>>

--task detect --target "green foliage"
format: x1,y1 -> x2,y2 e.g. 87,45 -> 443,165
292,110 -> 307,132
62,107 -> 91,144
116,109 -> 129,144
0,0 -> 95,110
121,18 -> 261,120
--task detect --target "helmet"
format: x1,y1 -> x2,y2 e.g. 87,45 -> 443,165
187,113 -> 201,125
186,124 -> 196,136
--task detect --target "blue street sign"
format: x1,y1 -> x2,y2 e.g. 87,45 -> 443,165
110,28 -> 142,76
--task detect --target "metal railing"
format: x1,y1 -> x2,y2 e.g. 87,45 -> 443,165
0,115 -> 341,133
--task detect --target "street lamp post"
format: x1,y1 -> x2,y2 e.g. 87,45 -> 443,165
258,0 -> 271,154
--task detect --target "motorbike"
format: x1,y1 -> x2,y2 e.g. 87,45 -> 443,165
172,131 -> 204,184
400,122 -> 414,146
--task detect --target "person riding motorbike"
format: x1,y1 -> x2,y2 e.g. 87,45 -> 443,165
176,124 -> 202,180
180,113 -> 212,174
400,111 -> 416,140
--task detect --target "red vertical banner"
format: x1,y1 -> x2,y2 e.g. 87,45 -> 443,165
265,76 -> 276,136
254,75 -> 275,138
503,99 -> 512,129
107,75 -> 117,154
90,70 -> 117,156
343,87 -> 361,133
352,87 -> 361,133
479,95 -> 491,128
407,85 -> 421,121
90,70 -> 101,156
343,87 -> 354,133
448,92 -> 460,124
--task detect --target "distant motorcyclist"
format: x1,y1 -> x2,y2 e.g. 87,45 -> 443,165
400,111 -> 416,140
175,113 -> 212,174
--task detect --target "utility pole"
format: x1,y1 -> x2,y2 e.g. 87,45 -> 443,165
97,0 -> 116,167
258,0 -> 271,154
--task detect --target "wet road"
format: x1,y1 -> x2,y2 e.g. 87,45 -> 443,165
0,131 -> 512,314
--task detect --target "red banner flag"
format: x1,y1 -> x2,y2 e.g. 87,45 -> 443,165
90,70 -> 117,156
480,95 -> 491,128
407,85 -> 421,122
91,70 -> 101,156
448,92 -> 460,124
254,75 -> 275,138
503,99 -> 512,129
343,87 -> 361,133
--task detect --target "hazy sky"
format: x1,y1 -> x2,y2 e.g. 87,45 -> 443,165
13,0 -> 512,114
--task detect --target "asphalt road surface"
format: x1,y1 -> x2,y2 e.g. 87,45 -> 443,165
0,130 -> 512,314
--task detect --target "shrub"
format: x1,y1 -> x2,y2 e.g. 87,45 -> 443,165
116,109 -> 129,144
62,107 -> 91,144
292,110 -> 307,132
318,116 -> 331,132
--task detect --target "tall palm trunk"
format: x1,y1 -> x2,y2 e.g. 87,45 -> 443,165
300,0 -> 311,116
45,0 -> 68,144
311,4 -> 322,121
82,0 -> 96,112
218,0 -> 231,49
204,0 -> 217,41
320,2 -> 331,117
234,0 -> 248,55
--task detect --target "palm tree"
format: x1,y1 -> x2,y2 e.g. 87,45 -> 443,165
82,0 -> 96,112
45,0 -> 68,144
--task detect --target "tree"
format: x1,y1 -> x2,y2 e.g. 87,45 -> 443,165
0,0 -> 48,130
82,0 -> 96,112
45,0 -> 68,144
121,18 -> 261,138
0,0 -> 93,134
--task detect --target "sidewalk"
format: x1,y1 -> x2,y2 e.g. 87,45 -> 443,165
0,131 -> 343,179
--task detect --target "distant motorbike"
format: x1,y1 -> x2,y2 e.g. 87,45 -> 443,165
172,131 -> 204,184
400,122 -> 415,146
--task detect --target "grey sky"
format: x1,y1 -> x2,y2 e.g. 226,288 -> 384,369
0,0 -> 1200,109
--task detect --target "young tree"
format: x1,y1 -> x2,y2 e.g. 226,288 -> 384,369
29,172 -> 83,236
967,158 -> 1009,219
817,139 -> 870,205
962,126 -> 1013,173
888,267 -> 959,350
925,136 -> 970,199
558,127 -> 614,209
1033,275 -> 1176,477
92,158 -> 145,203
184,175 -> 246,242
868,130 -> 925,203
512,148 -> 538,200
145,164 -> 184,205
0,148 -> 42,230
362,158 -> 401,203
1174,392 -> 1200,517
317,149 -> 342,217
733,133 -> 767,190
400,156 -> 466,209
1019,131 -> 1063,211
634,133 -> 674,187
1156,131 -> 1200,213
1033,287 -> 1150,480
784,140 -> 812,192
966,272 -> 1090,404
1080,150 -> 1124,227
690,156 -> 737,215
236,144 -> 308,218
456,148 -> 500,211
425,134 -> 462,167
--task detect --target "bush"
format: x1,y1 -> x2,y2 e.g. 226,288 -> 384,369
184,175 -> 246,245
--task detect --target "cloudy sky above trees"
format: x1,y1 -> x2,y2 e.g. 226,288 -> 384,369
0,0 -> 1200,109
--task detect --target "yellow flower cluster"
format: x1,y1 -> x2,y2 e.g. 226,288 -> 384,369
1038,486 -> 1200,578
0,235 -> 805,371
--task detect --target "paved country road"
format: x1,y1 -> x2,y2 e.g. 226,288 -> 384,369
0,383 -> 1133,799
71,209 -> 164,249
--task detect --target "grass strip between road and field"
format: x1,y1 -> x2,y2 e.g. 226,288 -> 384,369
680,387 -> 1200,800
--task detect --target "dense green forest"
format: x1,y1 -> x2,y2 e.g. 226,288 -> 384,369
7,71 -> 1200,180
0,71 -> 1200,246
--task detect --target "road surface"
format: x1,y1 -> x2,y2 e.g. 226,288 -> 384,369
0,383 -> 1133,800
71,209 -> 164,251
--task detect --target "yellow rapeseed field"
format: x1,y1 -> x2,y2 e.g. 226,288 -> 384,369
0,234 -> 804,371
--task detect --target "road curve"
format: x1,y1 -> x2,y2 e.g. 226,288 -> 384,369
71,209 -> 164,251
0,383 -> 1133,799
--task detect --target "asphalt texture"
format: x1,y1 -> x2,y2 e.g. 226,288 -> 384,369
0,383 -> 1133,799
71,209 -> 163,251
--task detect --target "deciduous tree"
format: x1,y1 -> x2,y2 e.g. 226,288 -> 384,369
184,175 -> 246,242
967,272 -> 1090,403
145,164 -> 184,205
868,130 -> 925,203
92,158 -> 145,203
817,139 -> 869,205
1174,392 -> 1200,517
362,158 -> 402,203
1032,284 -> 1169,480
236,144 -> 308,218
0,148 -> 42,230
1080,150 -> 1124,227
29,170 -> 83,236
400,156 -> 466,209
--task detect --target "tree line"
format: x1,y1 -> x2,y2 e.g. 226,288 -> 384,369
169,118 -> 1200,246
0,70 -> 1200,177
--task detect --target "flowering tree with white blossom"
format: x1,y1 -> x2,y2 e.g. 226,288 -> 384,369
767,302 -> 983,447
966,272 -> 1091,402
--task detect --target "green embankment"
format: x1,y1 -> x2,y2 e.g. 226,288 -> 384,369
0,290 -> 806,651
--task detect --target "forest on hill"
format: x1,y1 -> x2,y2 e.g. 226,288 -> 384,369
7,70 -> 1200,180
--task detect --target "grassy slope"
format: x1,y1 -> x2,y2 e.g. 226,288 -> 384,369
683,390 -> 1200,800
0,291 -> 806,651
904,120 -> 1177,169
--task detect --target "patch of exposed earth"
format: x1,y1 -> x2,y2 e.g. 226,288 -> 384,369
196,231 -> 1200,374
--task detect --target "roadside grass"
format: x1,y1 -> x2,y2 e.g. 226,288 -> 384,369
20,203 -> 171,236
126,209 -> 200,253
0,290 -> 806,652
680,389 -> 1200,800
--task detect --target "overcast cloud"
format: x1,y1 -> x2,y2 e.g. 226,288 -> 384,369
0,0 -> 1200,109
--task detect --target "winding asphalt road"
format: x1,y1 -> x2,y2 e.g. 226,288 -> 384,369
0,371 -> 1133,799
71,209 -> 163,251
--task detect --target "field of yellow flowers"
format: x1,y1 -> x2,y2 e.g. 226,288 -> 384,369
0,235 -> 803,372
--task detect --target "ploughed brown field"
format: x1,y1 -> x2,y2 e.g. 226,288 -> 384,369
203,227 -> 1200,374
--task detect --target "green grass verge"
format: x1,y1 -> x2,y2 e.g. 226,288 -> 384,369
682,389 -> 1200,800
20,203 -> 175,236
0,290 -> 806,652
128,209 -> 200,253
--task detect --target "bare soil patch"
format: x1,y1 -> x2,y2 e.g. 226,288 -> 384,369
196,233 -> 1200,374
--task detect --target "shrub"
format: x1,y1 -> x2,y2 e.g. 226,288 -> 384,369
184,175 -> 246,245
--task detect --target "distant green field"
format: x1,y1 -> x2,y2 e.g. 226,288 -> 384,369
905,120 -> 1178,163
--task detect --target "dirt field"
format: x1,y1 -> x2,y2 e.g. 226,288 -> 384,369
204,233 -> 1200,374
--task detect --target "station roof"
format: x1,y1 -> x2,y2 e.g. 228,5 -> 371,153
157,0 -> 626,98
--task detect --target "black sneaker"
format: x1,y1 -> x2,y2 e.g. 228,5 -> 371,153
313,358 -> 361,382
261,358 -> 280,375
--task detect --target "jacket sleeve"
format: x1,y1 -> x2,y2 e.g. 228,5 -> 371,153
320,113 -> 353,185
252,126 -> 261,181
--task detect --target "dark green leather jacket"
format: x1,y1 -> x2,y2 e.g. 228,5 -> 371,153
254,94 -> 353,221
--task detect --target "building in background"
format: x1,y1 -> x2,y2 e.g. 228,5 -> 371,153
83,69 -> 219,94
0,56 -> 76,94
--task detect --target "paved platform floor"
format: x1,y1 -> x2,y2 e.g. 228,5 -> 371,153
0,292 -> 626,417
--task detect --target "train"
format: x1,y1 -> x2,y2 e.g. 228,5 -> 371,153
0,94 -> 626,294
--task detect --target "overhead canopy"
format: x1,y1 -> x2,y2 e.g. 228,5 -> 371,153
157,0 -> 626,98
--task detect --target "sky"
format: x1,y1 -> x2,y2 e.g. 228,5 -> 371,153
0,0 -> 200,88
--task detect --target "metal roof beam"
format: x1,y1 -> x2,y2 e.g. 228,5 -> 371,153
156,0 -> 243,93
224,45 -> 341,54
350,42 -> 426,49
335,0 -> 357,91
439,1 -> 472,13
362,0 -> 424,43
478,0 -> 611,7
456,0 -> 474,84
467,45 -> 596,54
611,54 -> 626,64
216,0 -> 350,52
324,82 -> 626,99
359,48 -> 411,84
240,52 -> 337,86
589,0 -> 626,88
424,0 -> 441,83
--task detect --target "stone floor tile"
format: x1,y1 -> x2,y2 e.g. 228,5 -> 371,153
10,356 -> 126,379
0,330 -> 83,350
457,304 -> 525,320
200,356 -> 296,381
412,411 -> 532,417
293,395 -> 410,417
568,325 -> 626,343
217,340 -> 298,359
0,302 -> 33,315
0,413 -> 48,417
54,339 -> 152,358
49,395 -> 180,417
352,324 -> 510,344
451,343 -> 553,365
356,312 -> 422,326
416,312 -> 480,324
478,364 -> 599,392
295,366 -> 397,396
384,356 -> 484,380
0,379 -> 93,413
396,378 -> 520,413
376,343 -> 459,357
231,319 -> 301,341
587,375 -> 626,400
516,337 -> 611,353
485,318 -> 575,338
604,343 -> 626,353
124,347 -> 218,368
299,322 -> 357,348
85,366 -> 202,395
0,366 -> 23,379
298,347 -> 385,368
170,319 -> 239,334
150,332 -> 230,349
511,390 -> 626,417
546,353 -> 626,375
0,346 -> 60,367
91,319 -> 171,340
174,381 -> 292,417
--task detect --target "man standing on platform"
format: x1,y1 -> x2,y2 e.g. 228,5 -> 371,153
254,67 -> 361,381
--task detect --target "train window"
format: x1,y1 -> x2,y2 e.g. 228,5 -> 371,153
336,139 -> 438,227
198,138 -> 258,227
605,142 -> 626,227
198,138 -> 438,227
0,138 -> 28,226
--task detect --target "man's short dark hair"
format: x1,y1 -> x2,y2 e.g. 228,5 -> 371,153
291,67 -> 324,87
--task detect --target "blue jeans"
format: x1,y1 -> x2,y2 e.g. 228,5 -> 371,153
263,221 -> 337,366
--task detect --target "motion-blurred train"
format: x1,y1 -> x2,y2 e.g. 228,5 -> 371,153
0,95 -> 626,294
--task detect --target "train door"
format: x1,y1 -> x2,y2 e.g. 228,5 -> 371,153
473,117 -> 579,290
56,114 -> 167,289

<<

● **Objective**:
Pull out each line of the material above that contains the word "dark", and copy those lines unchanged.

● **Answer to the exercise**:
--task detect --target "dark green leather jacket"
--task detect --target "man's short dark hair"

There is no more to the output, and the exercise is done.